Records from a collection:
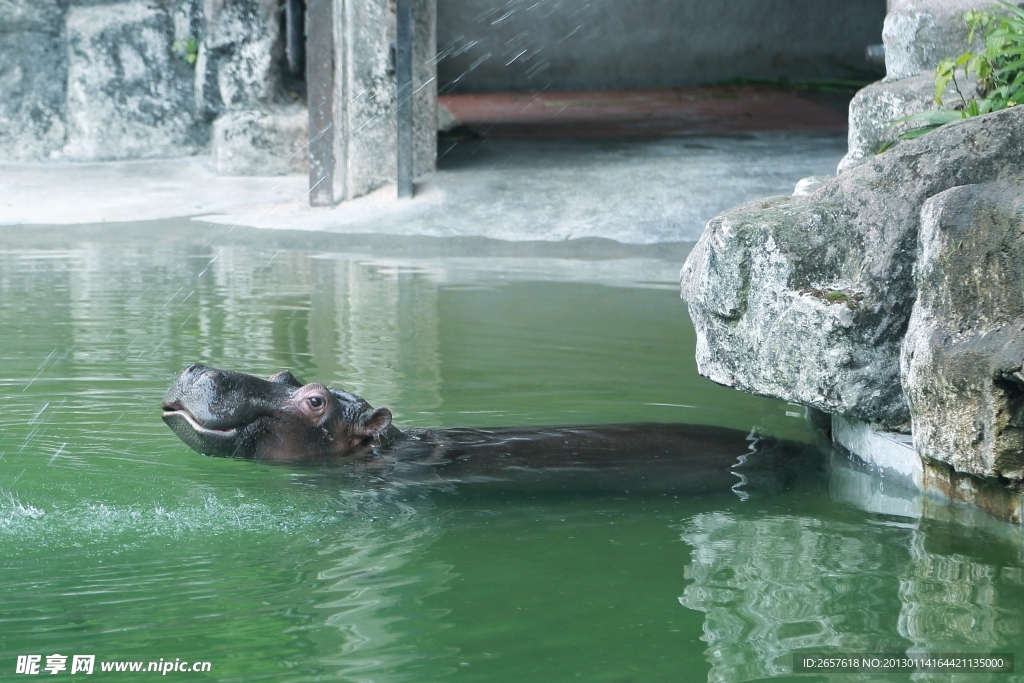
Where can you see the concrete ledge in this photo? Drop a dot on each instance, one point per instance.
(892, 459)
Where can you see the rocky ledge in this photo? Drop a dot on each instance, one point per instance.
(892, 295)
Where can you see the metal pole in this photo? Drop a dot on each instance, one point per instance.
(403, 76)
(295, 39)
(320, 86)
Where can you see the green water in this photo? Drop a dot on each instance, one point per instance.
(118, 541)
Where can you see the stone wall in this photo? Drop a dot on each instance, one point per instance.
(580, 44)
(889, 296)
(95, 80)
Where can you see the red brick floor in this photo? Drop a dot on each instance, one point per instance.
(641, 113)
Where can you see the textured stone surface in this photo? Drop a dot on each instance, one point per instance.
(808, 298)
(129, 96)
(262, 142)
(963, 355)
(32, 15)
(236, 68)
(918, 34)
(32, 94)
(875, 108)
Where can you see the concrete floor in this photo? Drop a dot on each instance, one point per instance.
(635, 167)
(640, 190)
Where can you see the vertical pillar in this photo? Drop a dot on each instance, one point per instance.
(354, 95)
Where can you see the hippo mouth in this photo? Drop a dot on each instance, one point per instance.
(176, 412)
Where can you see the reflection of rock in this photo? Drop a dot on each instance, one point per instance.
(773, 586)
(377, 326)
(951, 603)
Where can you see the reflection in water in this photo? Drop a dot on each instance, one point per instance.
(774, 586)
(952, 603)
(778, 585)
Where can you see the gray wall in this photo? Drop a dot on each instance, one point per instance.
(491, 45)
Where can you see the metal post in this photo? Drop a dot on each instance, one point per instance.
(295, 39)
(320, 85)
(403, 75)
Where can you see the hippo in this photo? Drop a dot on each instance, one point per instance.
(281, 420)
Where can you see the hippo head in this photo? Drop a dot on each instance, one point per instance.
(220, 413)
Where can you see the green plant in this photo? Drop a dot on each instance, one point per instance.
(998, 70)
(187, 49)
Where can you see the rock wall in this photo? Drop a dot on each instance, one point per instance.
(962, 358)
(128, 96)
(808, 298)
(33, 79)
(88, 80)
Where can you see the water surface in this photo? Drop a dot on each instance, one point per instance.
(120, 542)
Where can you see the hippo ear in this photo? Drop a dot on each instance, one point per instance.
(287, 379)
(374, 423)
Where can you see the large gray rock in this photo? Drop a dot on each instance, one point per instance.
(873, 109)
(262, 142)
(32, 95)
(236, 67)
(918, 34)
(963, 354)
(129, 96)
(32, 15)
(808, 298)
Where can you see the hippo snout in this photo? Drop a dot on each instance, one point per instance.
(223, 413)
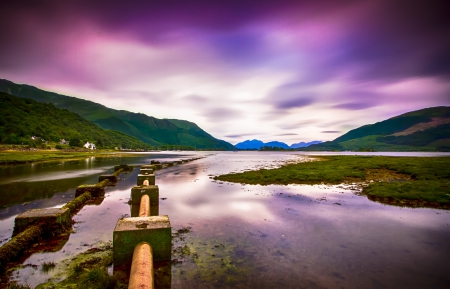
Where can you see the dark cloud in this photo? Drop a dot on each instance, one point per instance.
(221, 114)
(290, 95)
(285, 134)
(354, 105)
(241, 135)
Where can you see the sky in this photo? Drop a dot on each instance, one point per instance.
(271, 70)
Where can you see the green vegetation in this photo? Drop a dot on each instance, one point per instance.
(48, 266)
(88, 270)
(14, 285)
(23, 157)
(154, 132)
(422, 130)
(414, 181)
(21, 120)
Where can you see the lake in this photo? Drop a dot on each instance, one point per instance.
(245, 236)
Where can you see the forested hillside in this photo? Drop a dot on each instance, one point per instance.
(21, 119)
(151, 130)
(421, 130)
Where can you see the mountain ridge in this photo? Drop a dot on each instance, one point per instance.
(258, 144)
(151, 130)
(425, 129)
(26, 121)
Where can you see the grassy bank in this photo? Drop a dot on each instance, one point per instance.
(23, 157)
(407, 181)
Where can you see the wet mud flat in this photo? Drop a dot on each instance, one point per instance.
(296, 236)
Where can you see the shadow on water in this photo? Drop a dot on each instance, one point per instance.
(297, 236)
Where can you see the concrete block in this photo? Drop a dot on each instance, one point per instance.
(95, 190)
(129, 232)
(125, 167)
(154, 210)
(147, 167)
(112, 179)
(138, 191)
(146, 171)
(53, 221)
(142, 178)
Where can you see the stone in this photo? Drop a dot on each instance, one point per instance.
(124, 167)
(112, 179)
(147, 167)
(146, 171)
(138, 191)
(154, 210)
(142, 178)
(53, 221)
(141, 273)
(129, 232)
(95, 190)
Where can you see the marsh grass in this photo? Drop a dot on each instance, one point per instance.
(14, 285)
(387, 179)
(48, 266)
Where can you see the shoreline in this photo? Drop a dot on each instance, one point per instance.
(415, 182)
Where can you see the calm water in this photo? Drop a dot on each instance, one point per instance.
(245, 236)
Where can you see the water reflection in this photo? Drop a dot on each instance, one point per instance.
(272, 236)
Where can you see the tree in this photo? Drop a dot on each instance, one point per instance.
(75, 142)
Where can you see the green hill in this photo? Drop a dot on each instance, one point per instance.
(421, 130)
(21, 118)
(153, 131)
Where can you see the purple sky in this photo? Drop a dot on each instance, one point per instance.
(272, 70)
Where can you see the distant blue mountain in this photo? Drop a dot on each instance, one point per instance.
(304, 144)
(276, 144)
(257, 144)
(250, 144)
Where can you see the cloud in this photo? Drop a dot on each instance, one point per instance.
(241, 135)
(354, 105)
(221, 114)
(285, 134)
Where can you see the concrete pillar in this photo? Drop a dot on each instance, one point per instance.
(129, 232)
(144, 208)
(141, 273)
(138, 191)
(154, 210)
(146, 171)
(96, 190)
(158, 166)
(147, 167)
(142, 178)
(112, 179)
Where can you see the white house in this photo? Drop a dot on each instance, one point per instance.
(89, 145)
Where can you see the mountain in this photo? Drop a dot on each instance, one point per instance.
(21, 119)
(257, 144)
(421, 130)
(276, 144)
(153, 131)
(304, 144)
(249, 144)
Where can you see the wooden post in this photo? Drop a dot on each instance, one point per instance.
(141, 274)
(144, 209)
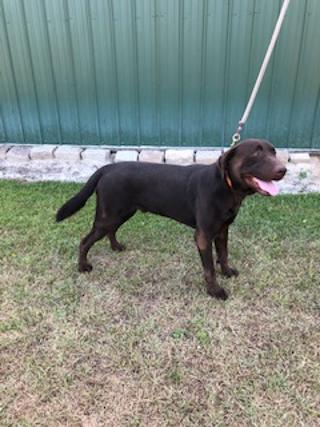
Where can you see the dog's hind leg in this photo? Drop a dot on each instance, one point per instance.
(97, 233)
(112, 229)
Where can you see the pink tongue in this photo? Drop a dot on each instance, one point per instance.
(269, 187)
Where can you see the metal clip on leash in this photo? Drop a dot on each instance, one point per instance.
(236, 136)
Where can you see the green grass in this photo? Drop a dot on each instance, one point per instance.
(138, 342)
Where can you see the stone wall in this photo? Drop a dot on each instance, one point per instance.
(77, 163)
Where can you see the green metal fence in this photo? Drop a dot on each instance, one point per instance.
(156, 72)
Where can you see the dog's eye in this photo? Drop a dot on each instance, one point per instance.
(258, 151)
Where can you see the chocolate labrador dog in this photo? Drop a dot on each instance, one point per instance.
(206, 198)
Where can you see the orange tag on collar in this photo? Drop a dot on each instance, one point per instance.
(229, 182)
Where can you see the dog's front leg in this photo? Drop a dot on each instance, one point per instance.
(204, 245)
(221, 244)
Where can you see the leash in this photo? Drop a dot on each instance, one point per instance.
(237, 135)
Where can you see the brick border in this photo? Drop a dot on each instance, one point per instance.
(77, 163)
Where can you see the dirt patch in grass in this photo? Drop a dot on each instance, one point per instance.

● **EXERCISE**: Write every line of the rows above as a JSON list of strings, one string per line, with blank lines and the pictures left out.

● **FULL ANSWER**:
[
  "Where can you see the concrete ledge in this photo? Drop a dot on each instance, one point per instance.",
  "(892, 459)",
  "Where can you see the rocky ledge in this photo? Drop a dot on each instance, one point per instance.",
  "(892, 295)",
  "Where can you see the metal pole in this photo? Drop a dot on each instance, one point per instance.",
  "(403, 76)",
  "(295, 39)",
  "(320, 86)",
  "Where can you see the green water in this photo? Drop a dot on each instance, one point per instance.",
  "(118, 541)",
  "Where can you see the stone wall in this photo? Drop a dot on each instance, one point per instance.",
  "(580, 44)",
  "(889, 296)",
  "(95, 80)",
  "Where can you see the red brick floor in this photo? Drop a dot on each instance, one point per instance.",
  "(641, 113)",
  "Where can you see the textured stone surface in this photo? Drop a dot on each instance, one point per instance.",
  "(808, 298)",
  "(129, 96)",
  "(262, 142)",
  "(963, 355)",
  "(32, 15)",
  "(236, 68)",
  "(918, 34)",
  "(32, 94)",
  "(875, 108)",
  "Where can you see the concrete floor in this photo? Drop a dot on each instance, one point per instance.",
  "(635, 167)",
  "(640, 190)",
  "Where can you see the vertical pillar in this photo? Drop a dot on each instance, one point per instance.",
  "(354, 95)",
  "Where can you see the hippo mouth in this photo? Drop a dot on each instance, one point per instance.",
  "(176, 412)",
  "Where can you see the reflection of rock in this photo? Drop a dot on each instance, one point per instance.",
  "(773, 586)",
  "(377, 326)",
  "(951, 603)",
  "Where can you see the reflection in water in this photo? Drop a dot on each instance, one point per instance.",
  "(774, 586)",
  "(952, 603)",
  "(778, 585)",
  "Where can you see the gray wall in this photo? Drop a dot on each instance, one point per instance.",
  "(491, 45)",
  "Where can you see the metal post in this photo? Drop a dot on each instance, one point per instance.",
  "(295, 39)",
  "(320, 85)",
  "(403, 75)",
  "Where can you see the hippo in this photo? Drop a dot on each instance, one point per instance.",
  "(281, 420)",
  "Where can you see the hippo head in this photo? Drop a dot on each instance, one point per instance.",
  "(220, 413)",
  "Where can you see the green plant in this photo? Drop a dot on each instance, one point per instance.",
  "(998, 70)",
  "(187, 49)",
  "Where can you see the rock wall in this photo? Drop a dot on each instance, one point per instance.",
  "(962, 358)",
  "(128, 96)",
  "(808, 298)",
  "(33, 79)",
  "(88, 80)",
  "Where can you see the water surface in this photo? Drop a dot on each instance, one point per instance.",
  "(120, 542)",
  "Where can you see the hippo ear in this photo? Drop a dot on each instance, one point per instance.",
  "(287, 379)",
  "(374, 423)",
  "Where can you see the large gray rock in this photo? Drop a dot on each instance, one point per instance.",
  "(873, 109)",
  "(262, 142)",
  "(32, 95)",
  "(236, 67)",
  "(918, 34)",
  "(963, 354)",
  "(129, 96)",
  "(32, 15)",
  "(808, 298)",
  "Where can you see the hippo snout in this photo? Drop a dot on each instance, one point per instance.",
  "(223, 413)",
  "Where can you see the dark cloud in this photo? Drop a dot on each instance, one point per instance.",
  "(221, 114)",
  "(290, 95)",
  "(285, 134)",
  "(354, 105)",
  "(241, 135)",
  "Where can you see the sky in this photo? Drop a dot on each instance, one point per instance.",
  "(271, 70)",
  "Where can you see the green vegetation in this photo? Drop a dot on each instance, one point per instance.",
  "(48, 266)",
  "(88, 270)",
  "(14, 285)",
  "(23, 157)",
  "(154, 132)",
  "(422, 130)",
  "(414, 181)",
  "(21, 120)",
  "Where can you see the lake in this photo? Drop a dot on each instance, one point per instance.",
  "(245, 236)",
  "Where can you see the forested hillside in this photo? Drop a dot on each instance, one point per instance.",
  "(21, 119)",
  "(151, 130)",
  "(421, 130)",
  "Where can you see the mountain ridge in this photo? Drop a dot on each instance, one point per instance.",
  "(258, 144)",
  "(151, 130)",
  "(425, 129)",
  "(26, 121)",
  "Where can you see the grassy bank in this photo? Drop a dot on each instance, one point per instance.",
  "(23, 157)",
  "(407, 181)",
  "Where can you see the wet mud flat in this photo? Drop a dot on each instance, one point per instance.",
  "(296, 236)",
  "Where can you see the shadow on water in this photo? Drop a dot on each instance, one point per instance.",
  "(297, 236)",
  "Where can you see the concrete block in this photo? Drop a dot on each instance, one point per instance.",
  "(95, 190)",
  "(129, 232)",
  "(125, 167)",
  "(154, 210)",
  "(147, 167)",
  "(112, 179)",
  "(138, 191)",
  "(146, 171)",
  "(53, 221)",
  "(142, 178)",
  "Where can you see the stone in this photo? Drop a dot on each instance, one point per instance.",
  "(124, 167)",
  "(112, 179)",
  "(147, 167)",
  "(146, 171)",
  "(138, 191)",
  "(154, 210)",
  "(142, 178)",
  "(53, 221)",
  "(141, 273)",
  "(129, 232)",
  "(95, 190)",
  "Where can you see the marsh grass in this photo? Drop a dot on each instance, one point per instance.",
  "(14, 285)",
  "(387, 179)",
  "(48, 266)",
  "Where can you see the shoreline in this photo? Drop a dot on each instance, one point per instance.",
  "(415, 182)",
  "Where can you see the calm water in this photo? Drop a dot on each instance, one point per instance.",
  "(245, 236)",
  "Where can you see the water reflection in this photo? Drop a dot on each instance, one point per instance.",
  "(272, 236)",
  "Where can you see the tree in this photo? Drop a dot on each instance, one point per instance.",
  "(75, 142)",
  "Where can you see the green hill in this photo? Drop a dot on each instance, one point per instance.",
  "(421, 130)",
  "(21, 118)",
  "(153, 131)",
  "Where can you see the purple sky in this photo? Drop a dot on each instance, one point per instance.",
  "(272, 70)",
  "Where can you see the distant blue mountain in this photo? Drop a dot on each instance, one point per instance.",
  "(304, 144)",
  "(276, 144)",
  "(257, 144)",
  "(250, 144)",
  "Where can you see the cloud in this photo? Drop a dot on each instance, one point per instance.",
  "(241, 135)",
  "(354, 105)",
  "(221, 114)",
  "(285, 134)",
  "Where can you see the concrete pillar in this photo? Drop a dot on each instance, one point per instance.",
  "(129, 232)",
  "(144, 208)",
  "(141, 273)",
  "(138, 191)",
  "(154, 210)",
  "(146, 171)",
  "(96, 190)",
  "(158, 166)",
  "(147, 167)",
  "(142, 178)",
  "(112, 179)",
  "Where can you see the white house in this photo? Drop a dot on each instance, one point per instance.",
  "(89, 145)",
  "Where can you see the mountain in this photo? Drop a dot on each instance, one point per instance.",
  "(21, 119)",
  "(257, 144)",
  "(421, 130)",
  "(276, 144)",
  "(153, 131)",
  "(304, 144)",
  "(249, 144)",
  "Where can you see the wooden post in this photo? Drop a dot on each instance, one point per instance.",
  "(141, 274)",
  "(144, 209)",
  "Where can you see the dog's hind leg in this photo? Drop a dot on each instance, one point per instance.",
  "(97, 233)",
  "(112, 229)",
  "Where can you see the pink tongue in this photo? Drop a dot on each instance, one point per instance.",
  "(269, 187)",
  "Where can you see the metal clip on leash in this photo? Drop a dot on each instance, one point per instance.",
  "(236, 136)",
  "Where can you see the green grass in this photo? Drop a dot on each instance, one point per instance.",
  "(138, 342)",
  "Where can you see the stone wall in this photo? Drop a dot on each instance, one point per instance.",
  "(77, 163)",
  "Where can you see the green metal fence in this photo? Drop a dot on each instance, one point per instance.",
  "(156, 72)",
  "Where can you see the dog's eye in this photo? Drop a dot on each instance, one point per instance.",
  "(258, 151)",
  "Where can you see the chocolate labrador dog in this photo? Drop a dot on each instance, one point per instance.",
  "(206, 198)",
  "Where can you see the orange tag on collar in this photo? Drop a dot on each instance, one point per instance.",
  "(229, 182)",
  "Where can you see the dog's front leg in this photo? Drop a dot on each instance, one point per instance.",
  "(204, 245)",
  "(221, 244)",
  "Where can you see the leash in this photo? Drop a dot on each instance, one point per instance.",
  "(237, 135)",
  "Where can you see the brick border in this photo? Drop a dot on each instance, one point per instance.",
  "(77, 163)",
  "Where can you see the dirt patch in grass in this photo? Drop a dot on each instance, one point per instance."
]